● WORK TO BE COMPLETED
Look below for the line containing "the distant trees.". Output it and each remaining line of the entries exactly, and nothing else.

━━━━━━━━━━

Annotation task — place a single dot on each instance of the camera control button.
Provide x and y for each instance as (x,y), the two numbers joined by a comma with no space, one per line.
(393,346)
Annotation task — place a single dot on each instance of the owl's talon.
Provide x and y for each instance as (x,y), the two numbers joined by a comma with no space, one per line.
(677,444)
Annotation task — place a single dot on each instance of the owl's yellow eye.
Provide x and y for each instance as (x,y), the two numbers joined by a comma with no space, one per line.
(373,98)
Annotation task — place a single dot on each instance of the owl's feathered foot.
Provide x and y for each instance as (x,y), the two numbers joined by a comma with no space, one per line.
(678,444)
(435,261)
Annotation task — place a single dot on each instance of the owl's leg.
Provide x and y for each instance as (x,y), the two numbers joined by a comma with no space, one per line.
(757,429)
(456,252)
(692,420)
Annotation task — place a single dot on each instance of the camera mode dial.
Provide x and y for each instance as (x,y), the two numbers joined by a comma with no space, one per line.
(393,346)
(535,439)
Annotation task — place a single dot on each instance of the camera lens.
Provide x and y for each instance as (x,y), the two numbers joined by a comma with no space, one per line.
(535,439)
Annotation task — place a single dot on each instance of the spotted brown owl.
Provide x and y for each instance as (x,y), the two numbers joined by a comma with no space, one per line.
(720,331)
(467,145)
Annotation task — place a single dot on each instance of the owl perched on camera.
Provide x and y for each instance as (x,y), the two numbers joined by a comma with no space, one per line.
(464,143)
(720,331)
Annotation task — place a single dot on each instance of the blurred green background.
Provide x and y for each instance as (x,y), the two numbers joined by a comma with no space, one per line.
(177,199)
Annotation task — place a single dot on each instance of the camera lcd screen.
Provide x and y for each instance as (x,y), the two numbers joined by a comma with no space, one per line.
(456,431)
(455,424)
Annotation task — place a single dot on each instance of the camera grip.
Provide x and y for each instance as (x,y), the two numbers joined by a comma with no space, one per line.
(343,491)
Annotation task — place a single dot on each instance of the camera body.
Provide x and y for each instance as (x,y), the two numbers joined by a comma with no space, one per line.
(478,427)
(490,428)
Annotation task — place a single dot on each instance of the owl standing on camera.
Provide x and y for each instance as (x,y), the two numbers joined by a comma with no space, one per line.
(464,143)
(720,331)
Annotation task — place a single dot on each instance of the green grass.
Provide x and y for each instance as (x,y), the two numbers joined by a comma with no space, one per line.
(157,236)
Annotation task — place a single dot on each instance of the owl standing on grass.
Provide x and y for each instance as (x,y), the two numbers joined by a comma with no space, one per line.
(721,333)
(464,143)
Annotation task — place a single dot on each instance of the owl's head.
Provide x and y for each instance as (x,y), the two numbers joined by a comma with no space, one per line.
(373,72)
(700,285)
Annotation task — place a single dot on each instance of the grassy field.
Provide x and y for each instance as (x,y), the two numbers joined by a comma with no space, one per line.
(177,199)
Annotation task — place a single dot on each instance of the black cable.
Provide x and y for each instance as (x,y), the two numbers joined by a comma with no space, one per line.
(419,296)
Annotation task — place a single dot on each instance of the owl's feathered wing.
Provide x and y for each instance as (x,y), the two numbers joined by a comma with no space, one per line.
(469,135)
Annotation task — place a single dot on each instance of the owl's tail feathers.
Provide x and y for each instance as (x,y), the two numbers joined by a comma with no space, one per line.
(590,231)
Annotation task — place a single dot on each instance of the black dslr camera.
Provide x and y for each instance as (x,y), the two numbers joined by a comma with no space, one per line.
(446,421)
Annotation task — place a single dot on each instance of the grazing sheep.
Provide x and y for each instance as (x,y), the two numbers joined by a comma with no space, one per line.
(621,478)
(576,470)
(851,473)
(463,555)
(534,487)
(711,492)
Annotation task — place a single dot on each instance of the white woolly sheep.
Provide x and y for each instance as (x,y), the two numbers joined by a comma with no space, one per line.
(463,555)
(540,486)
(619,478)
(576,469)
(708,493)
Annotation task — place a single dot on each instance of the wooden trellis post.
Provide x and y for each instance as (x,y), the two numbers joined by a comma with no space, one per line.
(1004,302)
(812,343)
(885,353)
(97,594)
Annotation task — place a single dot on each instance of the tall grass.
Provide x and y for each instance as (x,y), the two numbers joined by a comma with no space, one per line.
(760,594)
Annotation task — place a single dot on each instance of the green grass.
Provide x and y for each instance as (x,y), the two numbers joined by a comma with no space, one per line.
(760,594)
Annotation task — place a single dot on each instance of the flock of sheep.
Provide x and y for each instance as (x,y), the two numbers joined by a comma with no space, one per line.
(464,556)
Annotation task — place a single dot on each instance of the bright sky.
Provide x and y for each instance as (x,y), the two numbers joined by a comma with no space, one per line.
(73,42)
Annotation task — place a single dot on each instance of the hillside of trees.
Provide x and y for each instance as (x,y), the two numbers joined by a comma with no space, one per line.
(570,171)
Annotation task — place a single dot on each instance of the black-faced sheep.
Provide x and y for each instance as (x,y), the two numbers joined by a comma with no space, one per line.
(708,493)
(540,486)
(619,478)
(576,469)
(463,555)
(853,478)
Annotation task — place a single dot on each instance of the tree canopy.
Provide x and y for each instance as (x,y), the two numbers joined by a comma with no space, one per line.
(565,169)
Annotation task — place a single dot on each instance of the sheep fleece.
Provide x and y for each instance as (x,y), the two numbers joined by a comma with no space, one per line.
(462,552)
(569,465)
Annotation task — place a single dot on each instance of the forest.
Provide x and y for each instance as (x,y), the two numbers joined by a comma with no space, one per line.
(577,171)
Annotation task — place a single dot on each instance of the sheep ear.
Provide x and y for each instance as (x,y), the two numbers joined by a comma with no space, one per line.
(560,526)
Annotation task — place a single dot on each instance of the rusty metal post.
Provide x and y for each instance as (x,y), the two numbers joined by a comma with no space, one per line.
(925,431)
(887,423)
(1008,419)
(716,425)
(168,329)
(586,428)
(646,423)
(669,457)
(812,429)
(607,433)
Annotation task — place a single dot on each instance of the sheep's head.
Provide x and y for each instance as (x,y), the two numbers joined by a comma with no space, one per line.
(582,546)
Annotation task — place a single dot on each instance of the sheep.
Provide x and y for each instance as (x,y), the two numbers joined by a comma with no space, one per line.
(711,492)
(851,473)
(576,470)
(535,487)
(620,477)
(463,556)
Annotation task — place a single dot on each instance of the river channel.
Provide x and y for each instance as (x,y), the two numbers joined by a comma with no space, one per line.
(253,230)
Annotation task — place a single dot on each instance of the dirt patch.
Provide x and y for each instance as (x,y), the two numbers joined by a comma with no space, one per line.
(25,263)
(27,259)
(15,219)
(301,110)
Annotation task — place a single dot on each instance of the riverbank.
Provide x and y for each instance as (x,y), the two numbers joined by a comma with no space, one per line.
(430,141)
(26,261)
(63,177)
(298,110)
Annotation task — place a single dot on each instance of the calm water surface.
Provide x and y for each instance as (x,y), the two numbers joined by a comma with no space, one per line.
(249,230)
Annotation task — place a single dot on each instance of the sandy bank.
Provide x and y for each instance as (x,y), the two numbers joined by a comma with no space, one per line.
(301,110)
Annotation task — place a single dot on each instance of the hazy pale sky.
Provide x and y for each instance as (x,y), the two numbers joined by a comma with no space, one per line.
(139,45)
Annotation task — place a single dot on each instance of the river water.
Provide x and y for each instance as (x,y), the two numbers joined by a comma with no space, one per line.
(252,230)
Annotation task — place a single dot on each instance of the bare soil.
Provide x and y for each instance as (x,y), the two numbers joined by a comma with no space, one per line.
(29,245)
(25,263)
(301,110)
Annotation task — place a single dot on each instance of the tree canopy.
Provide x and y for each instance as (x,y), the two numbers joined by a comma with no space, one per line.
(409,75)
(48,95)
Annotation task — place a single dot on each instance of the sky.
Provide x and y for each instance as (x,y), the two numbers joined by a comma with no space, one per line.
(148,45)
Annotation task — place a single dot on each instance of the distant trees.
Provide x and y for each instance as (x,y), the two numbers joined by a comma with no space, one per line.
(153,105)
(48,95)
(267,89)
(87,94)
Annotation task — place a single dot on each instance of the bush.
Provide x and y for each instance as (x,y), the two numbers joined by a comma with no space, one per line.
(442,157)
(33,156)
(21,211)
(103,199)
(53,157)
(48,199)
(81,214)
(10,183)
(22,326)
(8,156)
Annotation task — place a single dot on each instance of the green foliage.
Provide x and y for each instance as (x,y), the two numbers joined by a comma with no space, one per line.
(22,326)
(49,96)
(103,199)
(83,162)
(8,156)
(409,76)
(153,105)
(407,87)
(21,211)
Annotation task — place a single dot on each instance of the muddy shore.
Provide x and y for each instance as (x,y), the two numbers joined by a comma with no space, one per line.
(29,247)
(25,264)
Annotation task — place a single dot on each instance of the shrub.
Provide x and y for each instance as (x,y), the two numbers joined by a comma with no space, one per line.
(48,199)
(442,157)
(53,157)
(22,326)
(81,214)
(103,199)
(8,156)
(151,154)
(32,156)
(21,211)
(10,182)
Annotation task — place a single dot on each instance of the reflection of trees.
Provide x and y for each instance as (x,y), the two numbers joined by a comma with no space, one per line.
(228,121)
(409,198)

━━━━━━━━━━

● FINISHED EXERCISE
Annotation task — place a single dot on each instance of the distant trees.
Provide x and y for each instance as (x,y), the two numbers joined by a comma with no space, one per line.
(153,105)
(48,95)
(267,89)
(87,94)
Annotation task — place a single dot on each instance of the bush.
Provide x and y for each instance as (x,y), the two numbers joined by a comma with no space, one per line.
(442,157)
(33,156)
(21,211)
(103,199)
(53,157)
(48,199)
(81,214)
(10,183)
(22,326)
(8,156)
Annotation task — place a single dot on each instance of the green foliage.
Provide x and y for each instance as (x,y), the two numbers joined by a comma with no space, one per line.
(22,326)
(49,96)
(103,199)
(83,162)
(8,156)
(409,76)
(153,105)
(407,87)
(21,211)
Annotation task — place a single dot on each instance of the muddy shore.
Provide x and y for each instance as (x,y), the two numbers joined by a comma with no space, one per line.
(29,247)
(25,264)
Annotation task — place a single dot on each instance of the shrub.
Provide x and y for each instance as (x,y), the two numbers joined by a comma with no space, one per line.
(48,199)
(442,157)
(53,157)
(22,326)
(81,214)
(103,199)
(8,156)
(151,154)
(32,156)
(21,211)
(10,182)
Annotation task — place a single dot on each instance of the reflection of trees.
Provide x and y for each instance as (x,y), the two numbers joined by a comma with no space, one per line.
(228,121)
(409,198)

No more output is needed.